*** Source passage ***
Currently, five states do not assess sales taxes at all (Alaska, Delaware, Montana, New Hampshire, Oregon). Another 27 states have complete or partial exemptions from sales tax on the retail sales of coins and precious metals.

Last Thursday, March 3, the Indiana legislature passed and sent to the governor for signature legislation that would exempt from sales taxes any products that would qualify to be owned in a precious metals Individual Retirement Account (but don’t have to be purchased for the purpose) or was legal tender. That would increase the total number of states with complete or partial exemptions to 33.

Offsetting that, the Louisiana legislature is considering a bill to revoke their state’s coin and precious metals sales tax exemption. If this happens, it will occur by the end of this week. Louisiana’s state treasury has been especially hard hit with falling tax collections resulting from lower oil and natural gas prices. Should this exemption be revoked, it is possible that the Louisiana state treasury may suffer an outright decline in total tax collections as dealers in the state shut down or lay off staff.

Conceptually, it is easy to advocate for a sales tax exemption for rare coins and precious metals, yet not extend this exemption to other collectibles that are sometimes purchased as investments (works of art, antiques, jewelry, other collectibles). Among the reasons to support such an exemption and drawing the line there are:

• Sales taxes are a consumption tax. Coins and precious metals are almost never “consumed.” Instead they are usually carefully preserved and eventually resold. When sold, the Internal Revenue Service and state treasuries expect to collect income taxes on the paper gains.

• When individuals sell some forms of coins and precious metals, the dealer purchasing them must send the Internal Revenue Service and the seller a Form 1099-B, the same form used by brokers to report the sales of paper investments. Form 1099-B is not required to be filed for the sales of other tangible items.

• A sales tax exemption parallels the intent of federal law that permits IRAs to own some forms of coins and precious metals as investments, but does not extend to other tangible assets.

• A sales tax exemption coincides with the scope of investment advice given by many prudent investment advisors, who do not recommend other tangible assets as investments.

• Coins are or have been legal tender in their land of issue, a status not shared by other tangible personal property.

• The U.S. Constitution specifically grants the federal government the authority to coin money, but no explicit powers to manufacture any other tangible personal property.

• The United States Mint manufactures commemorative rare coins and proof versions of circulating coinage. It sells these products at prices well above precious metal or face value. The U.S. government has no other programs to manufacture and sell art, antiques, jewelry and the like.

• Some investment firms have established investment funds for the sole purpose of acquiring rare coins. I don’t know of any brokerage firms established to invest in other tangible personal property.
***
● **What to do**
- 1) Please set down the part of the sales tax passage starting with "Conceptually, it is" and going on through "the paper gains.", word for word.
- 2) Which five states does the sales tax passage say do not assess sales taxes at all?
- 3) Write what comes next in the sales tax passage, beginning after its final bullet point.
*** Raw data ***
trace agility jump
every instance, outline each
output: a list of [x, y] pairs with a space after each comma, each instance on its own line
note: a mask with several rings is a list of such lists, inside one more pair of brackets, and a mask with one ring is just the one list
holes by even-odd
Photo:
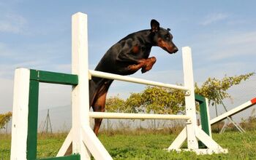
[[[67, 159], [67, 151], [72, 146], [69, 159], [112, 159], [89, 125], [91, 118], [186, 119], [184, 136], [178, 136], [168, 151], [183, 151], [186, 140], [187, 149], [198, 154], [227, 153], [196, 122], [194, 79], [191, 49], [182, 49], [184, 86], [177, 86], [144, 79], [113, 75], [89, 70], [87, 15], [80, 12], [72, 15], [72, 74], [26, 68], [15, 71], [12, 126], [11, 159], [37, 159], [37, 134], [38, 116], [38, 89], [39, 82], [73, 86], [72, 91], [72, 129], [59, 150], [58, 159]], [[181, 89], [186, 92], [186, 115], [128, 114], [89, 111], [89, 79], [102, 77], [143, 84]], [[199, 148], [197, 140], [207, 147]]]

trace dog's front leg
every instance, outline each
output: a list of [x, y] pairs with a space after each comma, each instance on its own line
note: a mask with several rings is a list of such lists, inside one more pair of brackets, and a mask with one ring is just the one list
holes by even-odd
[[141, 68], [141, 72], [143, 73], [151, 70], [156, 61], [157, 59], [154, 57], [148, 59], [142, 59], [138, 61], [138, 64], [130, 65], [128, 66], [128, 68], [130, 71], [138, 71]]
[[146, 60], [144, 65], [142, 67], [141, 73], [145, 73], [151, 70], [153, 67], [153, 65], [156, 63], [157, 58], [154, 57], [149, 57]]

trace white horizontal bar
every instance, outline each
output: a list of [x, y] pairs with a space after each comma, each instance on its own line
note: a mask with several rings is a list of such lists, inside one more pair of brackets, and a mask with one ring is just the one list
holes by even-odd
[[147, 85], [151, 85], [151, 86], [157, 86], [157, 87], [166, 87], [166, 88], [173, 88], [173, 89], [177, 89], [180, 90], [184, 91], [189, 91], [189, 89], [183, 87], [183, 86], [178, 86], [178, 85], [173, 85], [170, 84], [164, 84], [161, 82], [157, 81], [153, 81], [149, 80], [145, 80], [142, 79], [138, 79], [130, 76], [121, 76], [118, 74], [112, 74], [105, 72], [100, 72], [93, 70], [89, 70], [89, 73], [92, 76], [96, 77], [100, 77], [100, 78], [105, 78], [105, 79], [116, 79], [119, 81], [129, 81], [129, 82], [134, 82], [138, 84], [147, 84]]
[[231, 116], [232, 115], [234, 115], [234, 114], [236, 114], [252, 105], [255, 105], [255, 103], [252, 103], [251, 100], [249, 100], [246, 103], [244, 103], [244, 104], [213, 119], [211, 119], [210, 121], [210, 124], [216, 124], [225, 119], [226, 119], [227, 116]]
[[89, 116], [94, 119], [189, 119], [186, 115], [124, 113], [110, 112], [90, 112]]

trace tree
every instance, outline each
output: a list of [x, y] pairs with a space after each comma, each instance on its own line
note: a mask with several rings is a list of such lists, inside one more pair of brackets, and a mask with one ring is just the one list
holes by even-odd
[[12, 115], [12, 112], [8, 112], [5, 114], [0, 114], [0, 129], [4, 128], [5, 124], [10, 121]]
[[114, 96], [106, 100], [105, 109], [108, 112], [121, 112], [124, 108], [125, 100]]
[[[223, 104], [222, 100], [225, 98], [231, 97], [227, 92], [228, 89], [232, 86], [239, 84], [242, 81], [246, 81], [254, 74], [255, 73], [249, 73], [235, 76], [227, 76], [225, 75], [222, 79], [208, 78], [206, 81], [203, 83], [201, 87], [198, 87], [197, 84], [195, 83], [195, 92], [208, 99], [209, 104], [215, 106], [216, 114], [217, 116], [217, 105]], [[224, 105], [223, 106], [225, 108]], [[225, 110], [227, 111], [227, 108]]]
[[[230, 97], [227, 93], [228, 89], [246, 81], [254, 74], [255, 73], [249, 73], [235, 76], [225, 76], [222, 79], [208, 78], [201, 87], [195, 83], [195, 92], [207, 97], [209, 103], [215, 105], [217, 114], [217, 105], [221, 104], [223, 99]], [[108, 98], [106, 101], [106, 110], [127, 113], [184, 113], [184, 92], [148, 86], [140, 93], [131, 93], [127, 100], [121, 99], [118, 96]]]
[[147, 87], [141, 98], [146, 113], [176, 114], [184, 111], [184, 92], [180, 90]]

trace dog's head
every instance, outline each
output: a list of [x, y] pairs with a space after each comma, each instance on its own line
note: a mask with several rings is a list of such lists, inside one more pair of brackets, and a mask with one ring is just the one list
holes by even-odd
[[151, 20], [150, 23], [151, 32], [154, 33], [154, 41], [157, 46], [167, 51], [168, 53], [176, 53], [178, 50], [173, 42], [173, 35], [170, 29], [160, 28], [160, 24], [156, 20]]

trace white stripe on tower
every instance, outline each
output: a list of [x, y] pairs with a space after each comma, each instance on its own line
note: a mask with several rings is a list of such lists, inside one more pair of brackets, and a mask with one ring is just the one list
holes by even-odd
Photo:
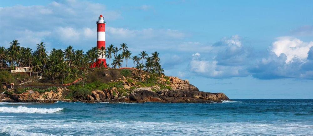
[[97, 41], [105, 41], [105, 32], [97, 32]]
***
● **Responses for each task**
- 1)
Conceptually, it is easy to advocate for a sales tax exemption for rare coins and precious metals, yet not extend this exemption to other collectibles that are sometimes purchased as investments (works of art, antiques, jewelry, other collectibles). Among the reasons to support such an exemption and drawing the line there are:

• Sales taxes are a consumption tax. Coins and precious metals are almost never “consumed.” Instead they are usually carefully preserved and eventually resold. When sold, the Internal Revenue Service and state treasuries expect to collect income taxes on the paper gains.

- 2) Alaska, Delaware, Montana, New Hampshire, and Oregon.

- 3)
• Investment brokerage firms have also established exchange-traded funds for trading gold and silver. I am not aware of any ETFs set up to invest in art, antiques, jewelry, or other collectibles.

• If you look right under the masthead of the front page of The Wall Street Journal, you will see the price of gold quoted along with a handful of other key financial indicators. No other tangible property values are listed there.

Currently, there are coin and precious metals sale tax exemption bills pending in the Minnesota, Ohio and Tennessee legislatures. The national coin dealer trade association, the Industry Council for Tangible Assets (ICTA, www.ictaonline.org), has received inquiries about beginning to work on exemptions in a few other states starting in 2017.

When bills are introduced in state legislatures that have an impact on government revenues, the legislators seek information on how much taxes are currently being collected in that state. Unfortunately, that is not information that either state treasuries, or the legislative fiscal agencies can identify.

It is not simply a matter of identifying coin dealers in a state, totaling up their annual sales tax collections and using that figure as an estimate of the potential lost tax revenues. Two ICTA surveys in the 1990s found that about half the sales tax collections by coin dealers involved the sale of merchandise that would not be exempt under the coin and precious metals sales tax exemptions. For instance, some dealers are primary jewelry businesses that may have a single coin display in their store. Or a coin dealer may also buy and sell antiques, sports collectibles and other collectibles.

For the efforts to gain coin and precious metals bullion exemptions in the states of Virginia, Indiana and Tennessee, the respective fiscal agencies simply looked at the U.S. Mint’s annual sales of collector and investor coins and assumed that each state was responsible for about the same percentage of that total as proportion of the state’s population to the nation’s total population.

From experience, I know this calculation far overstates the sales tax collections on the retail sales of coins and bullion. Most people in the handful of states that do not have coin and bullion sales tax exemptions border on states that do have them. Or people can purchase from out-of-state dealers, either storing the purchases outside of their home state, or having them shipped in-state and not reporting and paying the corresponding use taxes.

From what I have seen over the years in testifying to legislative committees or providing my research for exemption efforts in Iowa, South Carolina, Pennsylvania, Oklahoma, Texas, Nebraska, Virginia, Indiana, Ohio, Minnesota and Tennessee, the average state treasury or fiscal agency overestimates existing coin and bullion sales tax collections about 1,000 percent!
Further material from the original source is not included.